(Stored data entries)
+--
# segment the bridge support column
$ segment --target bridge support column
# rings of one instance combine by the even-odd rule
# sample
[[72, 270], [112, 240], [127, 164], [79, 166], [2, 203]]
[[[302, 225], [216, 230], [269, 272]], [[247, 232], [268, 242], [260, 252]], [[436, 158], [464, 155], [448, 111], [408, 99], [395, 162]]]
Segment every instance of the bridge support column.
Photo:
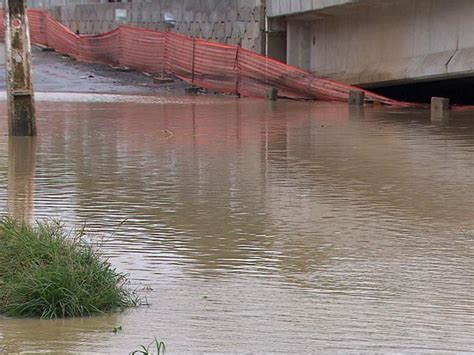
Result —
[[10, 136], [36, 135], [31, 46], [25, 3], [26, 0], [5, 0], [5, 56]]

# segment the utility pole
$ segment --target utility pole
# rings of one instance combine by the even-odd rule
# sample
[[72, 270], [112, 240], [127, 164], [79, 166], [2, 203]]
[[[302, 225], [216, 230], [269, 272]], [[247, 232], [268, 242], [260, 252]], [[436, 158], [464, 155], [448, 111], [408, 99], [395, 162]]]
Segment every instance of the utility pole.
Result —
+--
Work instruction:
Print every record exactly, without the pictures.

Result for this exercise:
# segment the bridge support column
$ segment --target bridge support column
# rings of one instance combine by the even-odd rule
# sample
[[72, 270], [112, 240], [127, 164], [79, 166], [2, 203]]
[[[302, 225], [216, 230], [269, 272]], [[247, 232], [268, 242], [260, 252]], [[436, 158], [464, 155], [448, 111], [408, 99], [395, 162]]]
Segment every instance of the bridge support column.
Photo:
Result —
[[10, 136], [36, 135], [31, 46], [25, 3], [26, 0], [5, 0], [5, 56]]

# segment the utility pole
$ segment --target utility pole
# rings of one instance combine by the even-odd rule
# sample
[[72, 270], [112, 240], [127, 164], [79, 166], [2, 203]]
[[[302, 225], [216, 230], [269, 272]], [[247, 232], [268, 242], [260, 252]], [[436, 158], [464, 155], [448, 111], [408, 99], [395, 162]]]
Segment every instance of the utility pole.
Result —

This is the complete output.